Erano le 22,40 circa quando le forze dell’ordine hanno individuato prima la Volkswagen Golf della vittima parcheggiata sul dosso di una strada interpoderale e, 100 metri più avanti, il corpo privo di vita di Ivano crivellato da 6 colpi di arma da fuoco di cui solo uno gli è stato fatale.
Immediata la disponibilità ed il lavoro intenso della Squadra Mobile – coordinata da Francesco Marino – e dal vicequestore Rosario Amarù i quali non hanno perso un minuto dal rinvenimento del cadavere in contrada Pozzo Ribaudo per avviare le indagini, interloquendo con la Polizia Scientifica di Palermo e Catania, questi ultimi utilizzando le tecniche più avanzate, in particolare attraverso la fumigazione con esteri di cianoacrilato e rilevamento di tracce di tipo biologico con utilizzo di luminol e fisico, attraverso il prelievo di cellule epiteliali di sfaldamento al fine di evidenziare il profilo genetico utile per eventuali comparazioni. Tutto effettuato con la massima e scrupolosa precisione e con tecniche altamente sofisticate ma, purtroppo, a distanza di diciotto mesi, raggiungere ben pochi risultati.

◆ ◆ ◆

ISTRUZIONI ESERCIZIO:
Riporta per intero e senza cambiare nulla il brano qui sopra sul ritrovamento del corpo di Ivano.

DATI FORNITI:
◆ ◆ ◆

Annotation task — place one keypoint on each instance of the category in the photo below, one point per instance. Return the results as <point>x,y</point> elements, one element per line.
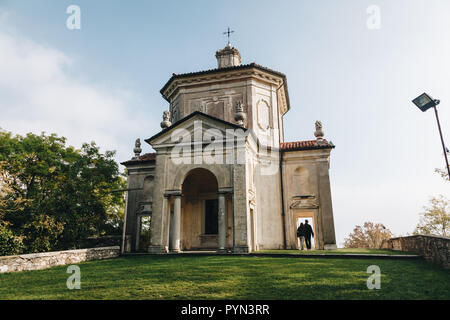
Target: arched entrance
<point>199,211</point>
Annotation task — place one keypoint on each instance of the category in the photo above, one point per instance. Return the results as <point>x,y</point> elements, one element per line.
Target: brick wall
<point>432,248</point>
<point>36,261</point>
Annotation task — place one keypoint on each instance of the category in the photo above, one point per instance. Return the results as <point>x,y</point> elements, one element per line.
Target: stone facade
<point>432,248</point>
<point>44,260</point>
<point>252,192</point>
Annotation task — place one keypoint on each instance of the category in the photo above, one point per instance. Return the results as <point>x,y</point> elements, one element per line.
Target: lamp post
<point>425,102</point>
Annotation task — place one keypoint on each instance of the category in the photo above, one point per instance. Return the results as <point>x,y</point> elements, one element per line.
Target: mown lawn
<point>338,251</point>
<point>231,277</point>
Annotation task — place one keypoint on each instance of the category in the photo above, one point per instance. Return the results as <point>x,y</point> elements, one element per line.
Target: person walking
<point>301,235</point>
<point>308,233</point>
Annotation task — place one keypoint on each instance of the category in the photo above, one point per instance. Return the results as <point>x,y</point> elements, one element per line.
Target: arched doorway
<point>199,210</point>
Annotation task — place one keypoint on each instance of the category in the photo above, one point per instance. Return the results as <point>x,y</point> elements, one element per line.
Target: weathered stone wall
<point>37,261</point>
<point>432,248</point>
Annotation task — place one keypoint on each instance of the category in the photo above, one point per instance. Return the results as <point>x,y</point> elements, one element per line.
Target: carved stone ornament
<point>137,148</point>
<point>319,132</point>
<point>240,115</point>
<point>166,120</point>
<point>304,202</point>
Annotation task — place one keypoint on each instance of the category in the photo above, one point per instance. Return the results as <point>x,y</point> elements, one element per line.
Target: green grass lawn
<point>339,251</point>
<point>231,277</point>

◆ ◆ ◆

RISPOSTA SCRITTA:
Erano le 22,40 circa quando le forze dell’ordine hanno individuato prima la Volkswagen Golf della vittima parcheggiata sul dosso di una strada interpoderale e, 100 metri più avanti, il corpo privo di vita di Ivano crivellato da 6 colpi di arma da fuoco di cui solo uno gli è stato fatale.
Immediata la disponibilità ed il lavoro intenso della Squadra Mobile – coordinata da Francesco Marino – e dal vicequestore Rosario Amarù i quali non hanno perso un minuto dal rinvenimento del cadavere in contrada Pozzo Ribaudo per avviare le indagini, interloquendo con la Polizia Scientifica di Palermo e Catania, questi ultimi utilizzando le tecniche più avanzate, in particolare attraverso la fumigazione con esteri di cianoacrilato e rilevamento di tracce di tipo biologico con utilizzo di luminol e fisico, attraverso il prelievo di cellule epiteliali di sfaldamento al fine di evidenziare il profilo genetico utile per eventuali comparazioni. Tutto effettuato con la massima e scrupolosa precisione e con tecniche altamente sofisticate ma, purtroppo, a distanza di diciotto mesi, raggiungere ben pochi risultati.